Material provided:

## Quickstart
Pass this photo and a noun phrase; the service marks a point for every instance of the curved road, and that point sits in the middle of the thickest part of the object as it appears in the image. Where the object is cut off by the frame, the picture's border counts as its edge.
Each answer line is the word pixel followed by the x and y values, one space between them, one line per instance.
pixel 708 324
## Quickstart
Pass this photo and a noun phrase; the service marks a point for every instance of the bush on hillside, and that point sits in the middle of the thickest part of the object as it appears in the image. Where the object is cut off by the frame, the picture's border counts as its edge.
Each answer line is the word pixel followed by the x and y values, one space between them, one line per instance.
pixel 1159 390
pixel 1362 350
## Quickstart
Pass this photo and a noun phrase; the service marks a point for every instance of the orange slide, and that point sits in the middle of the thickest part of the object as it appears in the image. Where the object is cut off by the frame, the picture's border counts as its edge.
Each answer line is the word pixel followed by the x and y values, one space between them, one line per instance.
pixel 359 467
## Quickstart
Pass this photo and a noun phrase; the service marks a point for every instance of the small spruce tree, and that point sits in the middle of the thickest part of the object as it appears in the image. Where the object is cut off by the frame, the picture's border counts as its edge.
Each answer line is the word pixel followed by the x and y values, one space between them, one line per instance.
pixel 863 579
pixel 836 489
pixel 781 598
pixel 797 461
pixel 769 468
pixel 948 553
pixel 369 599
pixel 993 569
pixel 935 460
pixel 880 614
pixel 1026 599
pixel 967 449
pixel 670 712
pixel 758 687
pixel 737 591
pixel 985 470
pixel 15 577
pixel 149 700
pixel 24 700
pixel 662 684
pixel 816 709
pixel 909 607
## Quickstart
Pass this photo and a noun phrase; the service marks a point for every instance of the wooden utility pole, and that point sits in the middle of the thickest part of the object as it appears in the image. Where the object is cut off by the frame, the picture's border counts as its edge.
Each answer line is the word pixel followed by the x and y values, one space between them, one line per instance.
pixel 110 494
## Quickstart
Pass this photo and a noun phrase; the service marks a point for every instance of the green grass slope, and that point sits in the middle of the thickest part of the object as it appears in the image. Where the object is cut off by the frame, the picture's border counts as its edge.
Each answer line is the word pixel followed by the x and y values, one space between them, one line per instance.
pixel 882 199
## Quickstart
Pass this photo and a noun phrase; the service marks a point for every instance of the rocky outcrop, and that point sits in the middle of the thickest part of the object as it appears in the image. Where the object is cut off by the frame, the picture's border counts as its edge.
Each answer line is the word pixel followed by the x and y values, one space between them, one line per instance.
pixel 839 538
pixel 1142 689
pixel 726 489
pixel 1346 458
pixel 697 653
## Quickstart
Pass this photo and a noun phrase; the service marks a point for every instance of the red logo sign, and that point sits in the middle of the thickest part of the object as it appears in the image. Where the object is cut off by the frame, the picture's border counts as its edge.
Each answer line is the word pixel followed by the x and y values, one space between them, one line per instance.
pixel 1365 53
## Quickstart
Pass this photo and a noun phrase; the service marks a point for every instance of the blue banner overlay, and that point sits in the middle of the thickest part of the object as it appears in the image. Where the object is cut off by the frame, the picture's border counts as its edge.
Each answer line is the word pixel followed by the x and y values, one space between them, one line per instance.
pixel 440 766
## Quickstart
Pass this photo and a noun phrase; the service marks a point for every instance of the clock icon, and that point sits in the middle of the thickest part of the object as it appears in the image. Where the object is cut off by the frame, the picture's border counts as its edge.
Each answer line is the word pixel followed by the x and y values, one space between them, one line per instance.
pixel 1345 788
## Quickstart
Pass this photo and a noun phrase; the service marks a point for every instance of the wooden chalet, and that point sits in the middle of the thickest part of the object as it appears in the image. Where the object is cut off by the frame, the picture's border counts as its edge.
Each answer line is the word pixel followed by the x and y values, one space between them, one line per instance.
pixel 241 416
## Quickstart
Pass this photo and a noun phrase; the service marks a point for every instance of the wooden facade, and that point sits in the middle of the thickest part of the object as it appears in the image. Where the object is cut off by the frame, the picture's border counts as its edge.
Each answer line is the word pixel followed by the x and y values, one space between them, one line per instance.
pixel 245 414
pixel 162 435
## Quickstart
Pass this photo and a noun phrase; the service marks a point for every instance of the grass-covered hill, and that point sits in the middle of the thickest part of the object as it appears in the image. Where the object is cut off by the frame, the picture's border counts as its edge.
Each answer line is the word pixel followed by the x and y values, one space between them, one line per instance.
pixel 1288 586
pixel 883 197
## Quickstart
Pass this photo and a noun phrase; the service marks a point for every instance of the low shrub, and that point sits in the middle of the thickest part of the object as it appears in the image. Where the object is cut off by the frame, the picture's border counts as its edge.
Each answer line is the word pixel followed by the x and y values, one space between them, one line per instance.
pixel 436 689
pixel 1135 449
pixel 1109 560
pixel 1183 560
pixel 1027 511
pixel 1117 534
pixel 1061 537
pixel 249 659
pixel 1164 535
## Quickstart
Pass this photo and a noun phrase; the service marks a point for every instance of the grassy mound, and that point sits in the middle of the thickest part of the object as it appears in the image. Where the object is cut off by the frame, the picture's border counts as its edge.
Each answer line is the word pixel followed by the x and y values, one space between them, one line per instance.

Description of the task:
Retype every entry exactly.

Response box:
## Quickstart
Pass this photo and a noun phrase; the service marks a point for every instance of the curved road, and that point sits in the middle of the thickest part of the object as it appears in the image. Where the object is cut off by the frame, the picture's border counts as its edge.
Each answer line is the word pixel followed by the x and y values, one space between them, one line per instance.
pixel 708 324
## Quickstart
Pass this photo and a noun phrase; the service marks a point for every instance of the bush on hillside, and that point sits in the middle of the thickest part of the object as it appears in the image. Where the object is cut off by the frame, the picture's border counts as its edge.
Each answer line is the word pixel followed by the x and y values, one space between them, one line per instance.
pixel 1159 390
pixel 1362 350
## Quickstart
Pass this photo and a noun phrase; the service marks a point for every instance of the orange slide, and that point sits in the middle of the thickest part of the object as it appears in the image. Where the object is cut off by the frame, the picture's border counts as its edge.
Each answer line is the word pixel followed by the x and y values, one space between them, one line per instance.
pixel 359 467
## Quickstart
Pass this photo and a noun phrase; the service marks a point for every instance of the small spruce tree, and that point sits in the middle of the thickest part of the object as it appears in the image. Where the object is cut off by the frame, the picture's border counts as its edge.
Each answer line is the word pixel followed by the x and y values, one space between them, one line per instance.
pixel 863 579
pixel 836 489
pixel 781 598
pixel 797 461
pixel 769 468
pixel 948 553
pixel 369 599
pixel 993 569
pixel 935 460
pixel 880 614
pixel 1026 599
pixel 967 449
pixel 670 712
pixel 758 687
pixel 737 591
pixel 985 470
pixel 15 577
pixel 149 700
pixel 24 700
pixel 662 684
pixel 816 709
pixel 909 607
## Quickstart
Pass this photo and a noun phrase; the service marks a point for every instance of the wooden utility pole, and that point sits in the middle of the thickest part of the object as it appears in the image. Where the object is cut off by the frame, the picture's border counts as its edge.
Each answer line is the word pixel followed by the x and y values, one space between them, one line per instance.
pixel 110 494
## Quickstart
Pass this photo and a noun phrase; the service marks a point for every instance of the green grass slope, and that point sits in the middle of the thickest part of the object as it appears in the image. Where the object is cut off by the frame, the picture's border counts as its edge.
Each answer line is the word pixel followed by the x and y values, one space between them, one line per instance.
pixel 882 199
## Quickstart
Pass this photo and a noun phrase; the service marks a point for every instance of the rocky outcrop, and that point sits in the middle of the thickest part of the object as it appears in the image. Where the object is cut off by the frame, the picture's border counts as its edge.
Each answer line is the word pixel followed by the x and y values, one space between them, one line per instance.
pixel 839 538
pixel 1142 689
pixel 726 489
pixel 1346 458
pixel 697 653
## Quickstart
Pass this photo and a noun phrase; the service marks a point for every instance of the red logo sign, and that point sits in the middle of the thickest part of the object as it appears in the image. Where the object is cut off by the frame, the picture's border counts as its edge.
Each answer line is the word pixel followed by the x and y values, one space between them, one line per instance.
pixel 1365 53
## Quickstart
Pass this photo and a noun phrase; the service marks a point for every instance of the blue banner overlay, and that point sits in the middle of the thickest part of the object as it appears in the image. Where the object is cut off by the frame, the picture's border counts as its edge.
Each answer line is the word pixel followed by the x and y values, one space between them, one line per instance.
pixel 440 766
## Quickstart
Pass this photo and a noun phrase; the service marks a point for every instance of the clock icon, and that point sits in the middle of the thickest part of the object as it appears in the image. Where the object is cut off by the frame, the picture's border counts as its edge.
Each answer line is the word pixel followed by the x and y values, one space between them, one line per instance.
pixel 1345 788
## Quickstart
Pass this photo and a noun phrase; the service marks a point for every instance of the wooden chalet, and that point sits in the middle of the thickest part of the object as it appears in the image. Where the object is cut off by the frame, the picture's border counts as its edge.
Each answer line is the word pixel followed by the x and y values, one space between them, one line per instance.
pixel 241 416
## Quickstart
Pass this photo and a noun phrase; the service marks a point for every instance of the wooden facade, and that point sits in the middle of the thickest part of the object as it appears in the image. Where the object is cut off by the frame, the picture's border counts as its edge.
Each answer line is the word pixel followed by the x and y values, one space between them, one line per instance.
pixel 245 414
pixel 162 435
## Quickstart
Pass this photo and a noun phrase; the service marks a point for every instance of the grass-covered hill, and that point sits in the middle of the thickest part of the object as it appears in the image. Where the object is cut off by the frame, the picture's border counts as its edge.
Each answer line is the word pixel followed by the x and y values, one space between them, one line per instance.
pixel 1288 586
pixel 883 197
## Quickstart
Pass this photo and a noun phrase; the service marks a point for every instance of the low shrub, and that point sits in the middle of the thickest part of the object as it appears in the image. Where the object is cut off by the frame, the picture's border counts as its edge.
Each answer line is the word pixel followed by the x and y values, one space between them, one line per instance.
pixel 436 689
pixel 1135 449
pixel 1109 560
pixel 1183 560
pixel 1027 511
pixel 1117 534
pixel 1061 537
pixel 249 659
pixel 1164 535
## Quickstart
Pass this photo and a noun phrase; the service marks a point for every instance of the grassy mound, and that point sits in the middle of the thickest part of the object as it appears in the image. Where the object is cut off by the frame, the picture's border counts as its edge.
Each answer line is the word pixel followed by the x and y values, one space between them, one line per instance.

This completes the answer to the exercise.